▸ **WHAT THE EXERCISE ASKS**
Return all entries word for word, but drop any images.

▸ **SUPPLIED DATA**

* begin *

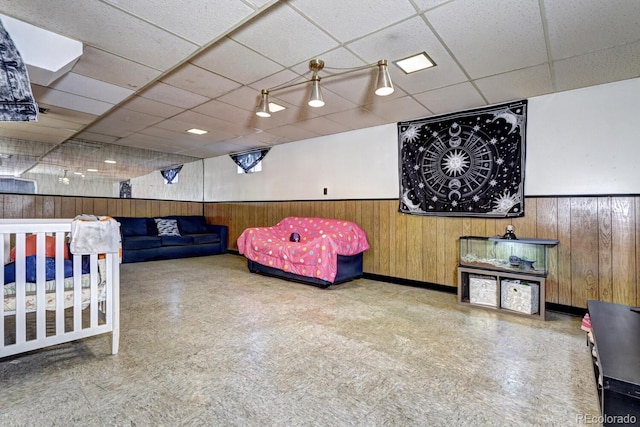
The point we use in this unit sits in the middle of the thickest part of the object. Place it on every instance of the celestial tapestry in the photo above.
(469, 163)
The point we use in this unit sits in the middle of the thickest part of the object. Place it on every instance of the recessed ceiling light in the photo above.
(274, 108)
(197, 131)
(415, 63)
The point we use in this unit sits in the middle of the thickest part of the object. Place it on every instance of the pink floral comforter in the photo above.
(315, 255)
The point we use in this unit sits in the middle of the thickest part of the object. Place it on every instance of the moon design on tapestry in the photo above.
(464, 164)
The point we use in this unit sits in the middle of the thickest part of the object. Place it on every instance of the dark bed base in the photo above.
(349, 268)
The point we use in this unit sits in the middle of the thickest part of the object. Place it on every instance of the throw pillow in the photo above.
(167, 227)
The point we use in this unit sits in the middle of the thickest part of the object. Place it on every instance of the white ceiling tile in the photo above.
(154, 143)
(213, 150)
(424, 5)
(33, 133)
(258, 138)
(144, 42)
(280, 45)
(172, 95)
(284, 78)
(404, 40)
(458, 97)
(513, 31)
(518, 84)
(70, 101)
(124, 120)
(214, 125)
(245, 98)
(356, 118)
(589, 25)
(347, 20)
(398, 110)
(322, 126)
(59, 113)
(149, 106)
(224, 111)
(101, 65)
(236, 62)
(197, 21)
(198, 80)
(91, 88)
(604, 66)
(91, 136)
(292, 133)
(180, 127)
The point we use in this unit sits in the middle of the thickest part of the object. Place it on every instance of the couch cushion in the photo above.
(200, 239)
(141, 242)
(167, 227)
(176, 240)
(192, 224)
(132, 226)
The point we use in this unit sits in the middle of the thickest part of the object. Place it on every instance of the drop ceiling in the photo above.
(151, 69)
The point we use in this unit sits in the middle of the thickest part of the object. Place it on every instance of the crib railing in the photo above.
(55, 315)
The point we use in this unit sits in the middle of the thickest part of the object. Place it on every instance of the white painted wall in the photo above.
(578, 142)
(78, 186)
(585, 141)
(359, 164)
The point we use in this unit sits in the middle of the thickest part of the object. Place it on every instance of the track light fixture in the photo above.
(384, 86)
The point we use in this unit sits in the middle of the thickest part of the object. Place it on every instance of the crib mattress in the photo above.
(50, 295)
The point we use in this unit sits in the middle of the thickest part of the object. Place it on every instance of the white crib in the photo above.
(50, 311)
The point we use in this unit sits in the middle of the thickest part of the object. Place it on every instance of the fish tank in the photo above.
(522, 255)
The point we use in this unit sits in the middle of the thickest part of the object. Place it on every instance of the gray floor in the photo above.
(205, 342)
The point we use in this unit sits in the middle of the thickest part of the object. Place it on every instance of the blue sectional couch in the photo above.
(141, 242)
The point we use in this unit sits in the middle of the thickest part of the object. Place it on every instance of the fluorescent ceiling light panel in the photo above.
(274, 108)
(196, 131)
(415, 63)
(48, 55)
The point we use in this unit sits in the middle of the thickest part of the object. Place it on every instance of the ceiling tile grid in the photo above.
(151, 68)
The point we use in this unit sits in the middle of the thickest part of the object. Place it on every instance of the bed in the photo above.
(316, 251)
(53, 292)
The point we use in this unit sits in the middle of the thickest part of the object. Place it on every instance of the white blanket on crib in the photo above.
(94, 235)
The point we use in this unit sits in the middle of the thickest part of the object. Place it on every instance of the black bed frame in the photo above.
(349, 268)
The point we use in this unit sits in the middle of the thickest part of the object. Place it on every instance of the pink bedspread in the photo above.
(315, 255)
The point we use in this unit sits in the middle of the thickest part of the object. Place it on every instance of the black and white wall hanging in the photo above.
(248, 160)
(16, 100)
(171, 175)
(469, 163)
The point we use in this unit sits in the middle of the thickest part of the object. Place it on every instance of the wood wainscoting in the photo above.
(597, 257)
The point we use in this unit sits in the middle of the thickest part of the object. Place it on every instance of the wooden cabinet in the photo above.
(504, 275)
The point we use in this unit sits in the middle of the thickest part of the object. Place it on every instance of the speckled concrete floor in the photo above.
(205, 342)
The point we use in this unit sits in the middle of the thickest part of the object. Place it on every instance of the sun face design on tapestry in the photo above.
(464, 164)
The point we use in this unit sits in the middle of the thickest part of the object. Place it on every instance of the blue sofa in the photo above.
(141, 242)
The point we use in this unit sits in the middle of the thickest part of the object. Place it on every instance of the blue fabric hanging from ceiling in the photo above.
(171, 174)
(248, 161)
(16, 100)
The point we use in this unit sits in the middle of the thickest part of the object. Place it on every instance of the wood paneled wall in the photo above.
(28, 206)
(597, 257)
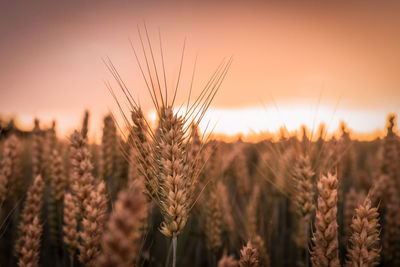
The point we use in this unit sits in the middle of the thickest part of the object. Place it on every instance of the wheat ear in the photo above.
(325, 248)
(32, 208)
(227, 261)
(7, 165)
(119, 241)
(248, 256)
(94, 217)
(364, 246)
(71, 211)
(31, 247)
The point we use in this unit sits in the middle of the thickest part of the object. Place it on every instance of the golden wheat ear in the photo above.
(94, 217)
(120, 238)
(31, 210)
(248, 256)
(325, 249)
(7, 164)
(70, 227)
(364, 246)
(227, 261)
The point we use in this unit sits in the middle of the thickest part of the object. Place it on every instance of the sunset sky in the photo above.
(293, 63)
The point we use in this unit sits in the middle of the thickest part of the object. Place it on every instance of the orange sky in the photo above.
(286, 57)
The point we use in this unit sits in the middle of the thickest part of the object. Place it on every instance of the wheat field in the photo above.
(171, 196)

* end *

▸ **RESPONSE**
The point we use in this unit sits in the middle of the thickest part of the object. Place it on every instance of the celestial tapestry in the photo above.
(469, 163)
The point we use in this unit sits in the middle of the thickest part of the object. Place it on every instance of the recessed ceiling light in the photo above.
(274, 108)
(197, 131)
(415, 63)
The point we use in this unit sits in the middle of the thickest part of the object. Place it on every instance of the pink floral comforter in the photo above.
(315, 255)
The point we use in this unit sits in the middle of the thickest part of the object. Place it on every instance of the moon design on tapestry in the photo above.
(464, 164)
The point we use in this unit sits in the middle of the thickest part of the object. Place it on every instance of the dark bed base in the photo above.
(349, 268)
The point we use in this unit sits in the middle of the thickest part of the object. Place it on every instance of the throw pillow in the photo above.
(167, 227)
The point we use in this unit sits in the middle of the thickest part of the object. Place it on every instance of the white ceiling tile in the photo above.
(154, 143)
(213, 150)
(424, 5)
(33, 133)
(258, 138)
(144, 42)
(280, 45)
(172, 95)
(284, 78)
(404, 40)
(458, 97)
(513, 31)
(518, 84)
(70, 101)
(124, 120)
(214, 125)
(245, 98)
(356, 118)
(589, 25)
(347, 20)
(398, 110)
(322, 126)
(59, 113)
(149, 106)
(224, 111)
(101, 65)
(236, 62)
(197, 21)
(198, 80)
(91, 88)
(604, 66)
(91, 136)
(292, 133)
(180, 127)
The point we use in this unit sits in the middle of the thickest part of the object. Place it on every instance of the couch cushion in the photo above.
(200, 239)
(141, 242)
(167, 227)
(176, 240)
(192, 224)
(132, 226)
The point we use in this unit sits in the middle of the thickest part of the object. Place it on every instance of the drop ceiling in the photo above.
(151, 69)
The point we use in this unit sits in the middle of the thickest part of the object. Place it on every instance of the crib railing in the photo above.
(55, 315)
The point we use in this unit sits in the middle of the thickest part of the object. Place it on every instance of the white painted wall in the photo above.
(578, 142)
(78, 186)
(585, 141)
(359, 164)
The point we use in this unit sits in the middle of the thickest part of the object. Place it on every instance of the track light fixture in the photo above.
(384, 86)
The point we use in this unit sits in the middle of the thickest part of the object. Place it on every instance of the crib mattress in the photo above.
(50, 295)
The point we use in this unit sits in the middle of the thickest part of the object. Place it on every instance of the white crib in the photo above.
(50, 311)
The point we use in this unit sits in the middle of the thickest part of the object. Place it on every instance of the fish tank in the photo above.
(522, 255)
The point we use in this unit sits in the middle of the thickest part of the object. Place it on every instance of the gray floor in the photo above.
(205, 342)
The point we use in this unit sits in the middle of the thickest part of the object. Place it on every instance of the blue sectional couch in the photo above.
(141, 242)
The point we use in this unit sits in the middle of the thickest part of the object. Place it on every instance of the fluorescent ceiling light panel in the photo above.
(274, 108)
(196, 131)
(415, 63)
(48, 55)
The point we use in this unit sits in the middle of the thickest part of the object. Place it on every instance of the ceiling tile grid in the photo above.
(151, 68)
The point we use in this unit sits in the middle of the thickest part of the object. Place it on every instance of the bed in the photo above.
(316, 251)
(53, 292)
The point we use in this unit sits in the middle of the thickest part of the object. Place it on every instance of the white blanket on crib in the photo above.
(94, 235)
The point we use in this unit sits in the middle of the thickest part of the object. Place it on every instance of the black bed frame in the photo above.
(349, 268)
The point we use in this unit sits in the middle of the thickest part of the object. Place it on every instance of the pink bedspread in the photo above.
(315, 255)
The point we use in this unit sits in the middle of the thickest part of the object. Place it on every instance of the black and white wall hanging in the photo above.
(248, 160)
(16, 100)
(171, 175)
(469, 163)
The point we use in this unit sits in the middle of the thickest part of the object. Place it on every instance of the wood wainscoting in the photo above.
(597, 257)
The point we use in this unit sits in the middle of the thickest part of the object. Place it on every instance of the wooden cabinet in the photo above.
(504, 275)
The point we use in this unit sits in the middle of the thickest part of the object. Place it on every instance of the speckled concrete floor in the photo above.
(205, 342)
The point we use in this unit sits in the middle of the thickest part of the object. Place it on every instance of the sun face design on tapestry in the photo above.
(464, 164)
The point we use in this unit sits in the middle of the thickest part of the object. Place it on every instance of the blue sofa in the photo above.
(141, 242)
The point we use in this unit sits in the middle of the thickest part of the object. Place it on every instance of the blue fabric hanging from ceiling in the photo above.
(171, 174)
(248, 161)
(16, 100)
The point we use in this unit sits in the middle of the thickest part of the object. Place it on every instance of the wood paneled wall in the photo above.
(28, 206)
(597, 257)
The point we use in this unit sits in the middle of the thickest part of the object. Place it on every instance of the wheat ear in the photo above.
(325, 248)
(32, 208)
(227, 261)
(7, 165)
(119, 241)
(248, 256)
(94, 217)
(364, 246)
(71, 211)
(31, 247)
The point we use in this unit sits in the middle of the thickest part of the object. Place it on every instance of the golden wheat ear in the photo above.
(94, 217)
(120, 238)
(31, 210)
(248, 256)
(325, 249)
(7, 164)
(70, 227)
(364, 246)
(227, 261)
The point we use in this unit sits in the middle of the thickest part of the object. Place it on every instance of the sunset sky in the photo above.
(293, 63)
The point we use in this unit sits in the middle of the thickest part of the object. Place it on every instance of the orange sky in the photo above.
(286, 57)
The point we use in this unit sits in the middle of the thickest part of the object. Place it on every instance of the wheat field in the photo above.
(171, 196)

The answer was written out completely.